=== TEXT ===

In July 1840, a delegation headed by Adolphe Crémieux and Sir Moses Montefiore left for Egypt to save the Jews of Damascus. Crémieux and Montefiore requested Muhammad Ali to transfer the investigation to Alexandria or have the case considered by European judges. However, their request was denied. The delegation, concerned primarily with the release of the imprisoned Jews of Damascus, decided to accept their liberation without any judicial declaration of their innocence or formal denunciation of the blood libel. The liberation order was issued on August 28, 1840, and, as a compromise, it stated explicitly that it was an act of justice rather than a pardon granted by the ruler.

After completing his mission to Muhammad Ali, Montefiore was returning to Europe by way of Constantinople. On October 15, 1840, in the Ottoman capital he had a meeting with Lord Ponsonby, to whom Montefiore suggested that following the precedent set by Suleiman the Magnificent, the sultan should issue a decree (firman) formally denouncing the blood libel and effectively sealing the cases both in Rhodes and in Damascus. The British ambassador was enthusiastic about the idea, and within one week he arranged for Montefiore a meeting with Reshid Pasha. Montefiore prepared a draft text of the firman and had its French translation read to Reshid Pasha, who responded encouragingly.

Montefiore's audience with the sultan took place at the palace late in the evening on October 28. Montefiore described in his diary that as he and his party were driving to the palace, "[t]he streets were crowded; many of the Jews had illuminated their houses." During the audience, Montefiore read aloud a formal address in which he thanked the sultan for his stand in the Rhodes case. In turn, the sultan assured his guests that their request would be granted. The firman was delivered to Montefiore on November 7, and a copy was subsequently provided to the Hakham Bashi. Citing the judgment in the Rhodes case, the decree stated that a careful examination of Jewish beliefs and "religious books" had demonstrated that "the charges brought against them… are pure calumny. The Jewish nation shall possess the same privileges as are granted to the numerous other nations who submit to our authority. The Jewish nation shall be protected and defended."

The firman stаted that competent authorities had carried a thorough investigation of Jewish religious literature, and that the investigation found that Jews are forbidden from consuming animal blood, let alone human blood.

=== EXTRACTED INFORMATION ===

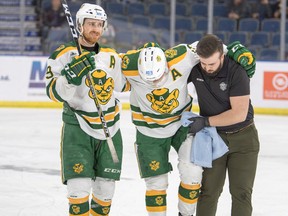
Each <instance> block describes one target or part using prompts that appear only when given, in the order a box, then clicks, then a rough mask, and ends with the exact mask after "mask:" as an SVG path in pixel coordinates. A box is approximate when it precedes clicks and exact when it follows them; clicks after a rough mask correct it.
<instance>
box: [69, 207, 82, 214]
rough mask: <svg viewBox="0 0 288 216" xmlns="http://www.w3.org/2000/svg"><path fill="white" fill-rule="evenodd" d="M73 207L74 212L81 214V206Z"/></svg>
mask: <svg viewBox="0 0 288 216" xmlns="http://www.w3.org/2000/svg"><path fill="white" fill-rule="evenodd" d="M71 208H72V211H73V213H75V214H79V212H80V207H79V206H76V205H73V206H72V207H71Z"/></svg>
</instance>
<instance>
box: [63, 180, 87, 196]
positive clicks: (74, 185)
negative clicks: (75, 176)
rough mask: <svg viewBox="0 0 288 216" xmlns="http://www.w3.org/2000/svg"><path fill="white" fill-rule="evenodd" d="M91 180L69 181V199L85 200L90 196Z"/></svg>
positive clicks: (67, 182) (79, 180) (68, 184)
mask: <svg viewBox="0 0 288 216" xmlns="http://www.w3.org/2000/svg"><path fill="white" fill-rule="evenodd" d="M90 190H91V179H90V178H75V179H69V180H68V181H67V192H68V198H83V197H87V196H89V195H90Z"/></svg>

===

WORK INSTRUCTIONS:
**1.** State whether each statement agrees with the text on the 1840 firman. Answer yes or no, and support each answer with the deciding words of the text, quoted exactly: (a) Muhammad Ali agreed to transfer the investigation to Alexandria; (b) the liberation order was issued on August 28, 1840; (c) Montefiore met Lord Ponsonby in Constantinople on October 28, 1840.
**2.** Echo the part of the text on the 1840 firman that begins at the words "In July 1840, a" and stops after the words "by the ruler.".
The data come from a separate source that is unrelated to the text.

OUTPUTS BY TASK:
**1.**
(a) No: "However, their request was denied."
(b) Yes: "The liberation order was issued on August 28, 1840"
(c) No: "On October 15, 1840, in the Ottoman capital he had a meeting with Lord Ponsonby"

**2.**
In July 1840, a delegation headed by Adolphe Crémieux and Sir Moses Montefiore left for Egypt to save the Jews of Damascus. Crémieux and Montefiore requested Muhammad Ali to transfer the investigation to Alexandria or have the case considered by European judges. However, their request was denied. The delegation, concerned primarily with the release of the imprisoned Jews of Damascus, decided to accept their liberation without any judicial declaration of their innocence or formal denunciation of the blood libel. The liberation order was issued on August 28, 1840, and, as a compromise, it stated explicitly that it was an act of justice rather than a pardon granted by the ruler.